__文書の抜粋__
· · · · · · ·
マーサの家族がコマンチに虐殺され、放火された家のシーン。イーサンが駆け寄る。カメラは家の中に切り替わる。ドアの両サイドは暗く、そのドアの枠の中でイーサンは陰惨な室内を見る。ジョン・ウエインが「マーサ」と叫ぶ表情の悲痛さは、コマンチへの絶対的復讐を誓うにふさわしい激情がみなぎる。イーサンは復讐の鬼と化し、報復への旅が始まるのだ。

そして映画のクライマックス、イーサンが逃げるデビー(ナタリー・ウッド。前年に「理由なき反抗」)を追う。そのロングは洞窟の内部、暗闇から撮られている。洞窟の暗部が画面の両サイドを暗く切る。イーサンは、拉致されたデビーがすでにコマンチ化したとして、殺そうとさえした。その砂丘での見事な描写にも息をのんだ。イーサンは追い詰めて殺すのか? 誰もがデビーの命を思う。
ジャン・ルック・ゴダールが涙したシーンがこの後に起こるのだ。このクライマックスシーンも、洞窟を探して撮り直したという。両サイドに暗い縁取りのある闇の奥行が欲しかったのだ。
これによって、拉致された娘デビーの帰還が惨殺された母マーサの絶望的なシーンと呼応し合うことになるのだ。

フォード 熱海鋼一 映画画像

「捜索者」には、俳優としてのジョン・ウエインの生涯のベストカットがある。
インディアンたちを捕らえて居留地へ追い返す騎兵隊部隊でのことだ。コマンチに拉致された奇声を発する白人の女性の姿を見るイーサンに、カメラは急速にトラックアップして近づく。このカットのジョン・ウエインの憎悪と怒りと絶望が入り混じる表情は、凄まじい。映画史に残る強烈なカットだ。

ジョン・ウエインを一躍スターにのし上げた「駅馬車」での登場シーンもまた、カメラは急速にトラックアップして、初々しい彼、リンゴ・キッドを映し出す、まさに印象的なカットだった。
「捜索者」のジョン・ウエインは、人生を重ね、一途で強烈な魂を持ち、重厚なのだ。復讐の鬼そのものの表情をイーサンの人生に重ねて演じた。カメラを殆ど動かさないフォードの独壇場、どこでカメラを動かすかのが極めつけだ。映画人生を共にしたフォードとウエインの関係が、この二つの映画のカットに現われていて、感慨深い。ジョン・ウエインはアメリカの偶像にのぼりつめたのだ。

フォード 熱海鋼一 映画画像

イーサンは、コマンチの酋長スカーと会うことで、両者が子供や家族を奪われ、報復、復讐しかない生き方を選び、虐殺をもいとわない暴力を振るう同じ人間、敵味方でなく、人として同類であることが示される。これはこの映画の肝の一つだ。

クライマックスが近づき、スカーとの最後の一戦を交えることになる。その戦いの前に、マーティンはコマンチのテントに忍び込みデビーを助け、同時にスカーを一瞬で射殺する。この後に乗り込んだイーサンは、スカーの頭の毛をはぎ取り復讐を遂げ、さらに逃げるデビーを追う。カメラは、洞窟の中からロングで砂ぼこりを上げて追うイーサンと逃げるデビーをとらえる。
· · · · · · ·
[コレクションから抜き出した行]
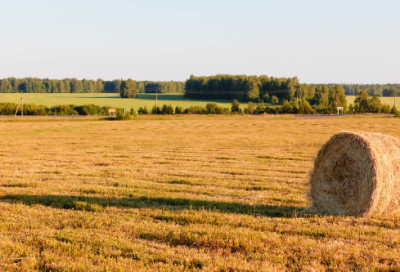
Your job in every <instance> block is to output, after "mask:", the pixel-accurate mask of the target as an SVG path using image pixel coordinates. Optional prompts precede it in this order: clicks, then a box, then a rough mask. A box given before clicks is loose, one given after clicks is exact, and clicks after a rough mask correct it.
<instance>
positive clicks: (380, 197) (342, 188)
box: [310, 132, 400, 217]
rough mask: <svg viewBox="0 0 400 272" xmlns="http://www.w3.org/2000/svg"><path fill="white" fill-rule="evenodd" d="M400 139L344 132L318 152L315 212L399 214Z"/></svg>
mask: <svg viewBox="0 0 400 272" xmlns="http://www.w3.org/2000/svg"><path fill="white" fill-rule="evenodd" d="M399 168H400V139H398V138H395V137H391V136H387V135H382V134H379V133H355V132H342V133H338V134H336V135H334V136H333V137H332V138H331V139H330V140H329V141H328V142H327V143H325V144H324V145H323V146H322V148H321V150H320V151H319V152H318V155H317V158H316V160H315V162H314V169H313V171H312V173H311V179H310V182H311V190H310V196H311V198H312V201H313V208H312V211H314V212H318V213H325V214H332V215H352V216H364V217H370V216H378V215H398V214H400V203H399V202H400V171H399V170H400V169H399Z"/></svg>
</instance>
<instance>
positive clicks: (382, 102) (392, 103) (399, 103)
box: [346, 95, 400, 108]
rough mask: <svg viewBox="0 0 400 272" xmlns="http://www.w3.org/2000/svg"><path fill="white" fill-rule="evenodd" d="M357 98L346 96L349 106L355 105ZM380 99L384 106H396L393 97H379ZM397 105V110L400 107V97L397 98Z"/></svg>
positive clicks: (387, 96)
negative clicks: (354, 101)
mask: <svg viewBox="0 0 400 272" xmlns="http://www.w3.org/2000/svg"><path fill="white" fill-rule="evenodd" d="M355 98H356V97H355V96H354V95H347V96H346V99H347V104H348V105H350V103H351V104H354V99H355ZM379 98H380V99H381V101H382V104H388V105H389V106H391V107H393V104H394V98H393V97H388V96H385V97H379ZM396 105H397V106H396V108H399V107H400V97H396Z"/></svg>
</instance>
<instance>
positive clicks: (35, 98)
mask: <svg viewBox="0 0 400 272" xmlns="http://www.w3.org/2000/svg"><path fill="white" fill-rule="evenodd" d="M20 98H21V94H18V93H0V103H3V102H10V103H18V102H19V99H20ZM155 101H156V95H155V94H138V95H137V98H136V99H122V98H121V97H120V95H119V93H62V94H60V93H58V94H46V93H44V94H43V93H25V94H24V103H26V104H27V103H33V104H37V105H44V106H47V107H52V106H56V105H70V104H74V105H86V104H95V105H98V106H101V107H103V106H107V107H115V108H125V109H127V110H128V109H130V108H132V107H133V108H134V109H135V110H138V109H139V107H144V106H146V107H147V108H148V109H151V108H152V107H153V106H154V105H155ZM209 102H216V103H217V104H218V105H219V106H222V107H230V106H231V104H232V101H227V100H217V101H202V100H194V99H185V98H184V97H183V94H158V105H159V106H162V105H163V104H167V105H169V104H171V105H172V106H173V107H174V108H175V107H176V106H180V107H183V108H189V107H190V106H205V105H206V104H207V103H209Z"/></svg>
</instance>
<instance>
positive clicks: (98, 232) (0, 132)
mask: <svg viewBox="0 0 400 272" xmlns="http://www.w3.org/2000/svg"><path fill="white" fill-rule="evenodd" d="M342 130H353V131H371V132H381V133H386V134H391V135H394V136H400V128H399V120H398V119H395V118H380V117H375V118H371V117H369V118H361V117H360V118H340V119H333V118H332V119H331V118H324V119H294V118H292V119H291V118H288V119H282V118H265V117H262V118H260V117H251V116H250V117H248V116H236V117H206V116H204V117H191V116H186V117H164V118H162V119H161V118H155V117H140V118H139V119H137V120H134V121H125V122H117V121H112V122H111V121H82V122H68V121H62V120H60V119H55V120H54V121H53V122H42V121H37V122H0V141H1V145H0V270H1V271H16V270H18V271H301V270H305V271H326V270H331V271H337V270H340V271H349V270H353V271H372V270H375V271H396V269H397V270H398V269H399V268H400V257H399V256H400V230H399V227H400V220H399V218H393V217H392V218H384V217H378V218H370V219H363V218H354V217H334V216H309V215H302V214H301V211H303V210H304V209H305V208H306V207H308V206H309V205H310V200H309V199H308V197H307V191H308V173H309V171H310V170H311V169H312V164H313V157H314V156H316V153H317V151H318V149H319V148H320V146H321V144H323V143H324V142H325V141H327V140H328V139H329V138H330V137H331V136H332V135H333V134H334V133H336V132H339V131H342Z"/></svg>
· · · · · · ·
__情報の活用__
1) 「捜索者」に関する文章のうち、「これによって、拉致された娘デ」から「映画史に残る強烈なカットだ。」までを書き写してください。
2) 「捜索者」に関する文章の続きを、最後の文の後から書き進めてください。

__各課題の解答__
1)
これによって、拉致された娘デビーの帰還が惨殺された母マーサの絶望的なシーンと呼応し合うことになるのだ。

フォード 熱海鋼一 映画画像

「捜索者」には、俳優としてのジョン・ウエインの生涯のベストカットがある。
インディアンたちを捕らえて居留地へ追い返す騎兵隊部隊でのことだ。コマンチに拉致された奇声を発する白人の女性の姿を見るイーサンに、カメラは急速にトラックアップして近づく。このカットのジョン・ウエインの憎悪と怒りと絶望が入り混じる表情は、凄まじい。映画史に残る強烈なカットだ。

2)
洞窟の手前でデビーは躓き倒れる。そこにイーサンが馬を下り、デビーを抱き上げ、「デビー、家に帰ろう」と言う。ゴダールは「ジョン・ウエインがいかに右翼で許せなくても、このシーンを見ると涙がでてくる」と語り、20世紀の映画史に重要な作品として「捜索者」をいち早く取り上げ、評価した。

フォード 熱海鋼一 捜索者

封切り当時、ほとんどの評論家も観客も映画人も、この映画の時代を先取りした先駆性に気づかなかった。もはやハリウッドの古臭いベテランでしかないフォードが、まさか時代を超えた変身をするなど、信じられないことだった。堅苦しいが、よくある西部劇だとスルーした。
しかし、まだ映画界に入る前のスコセッシやスピルバーグなどの若者の心に、強烈に「捜索者」が焼き付き、前世紀後年に、ようやく歴史に残る傑作として認められるのだ。

次回でこの続き、ラストのドアが閉まるその時に起こるアメリカの暗喩について、また映画の影響など、モニュメントバレーとともに語ってみたいと思う。

熱海鋼一記 

熱海鋼一(あつみ・こういち)

1939年生まれ。慶応義塾大学経済学部卒。映画・テレビのドキュメンタリー編集・フリー。 「The Art of Killing 永遠なる武道」(マイアミ国際映画祭最優秀編集賞)、「矢沢永吉RUN & RUN」「E. YAZAWA ROCK」、「奈緒ちゃん」(文化庁優秀映画賞・毎日映画コンクール賞)、「浩は碧い空を見た」(国際赤十字賞)また「開高健モンゴル・巨大魚シリーズ」(郵政大臣賞、ギャラクシー賞)、「くじらびと」(日本映画批評家大賞)、ネイチャリング、ノンフィクション、BS・HD特集など、民放各局とNHKで数多くの受賞作品を手がける。

twitter(熱海 鋼一) @QxOVOr1ASOynX8n

熱海鋼一著『ジョン・フォードを知らないなんて シネマとアメリカと20世紀』(2010年、風人社、3000円+税)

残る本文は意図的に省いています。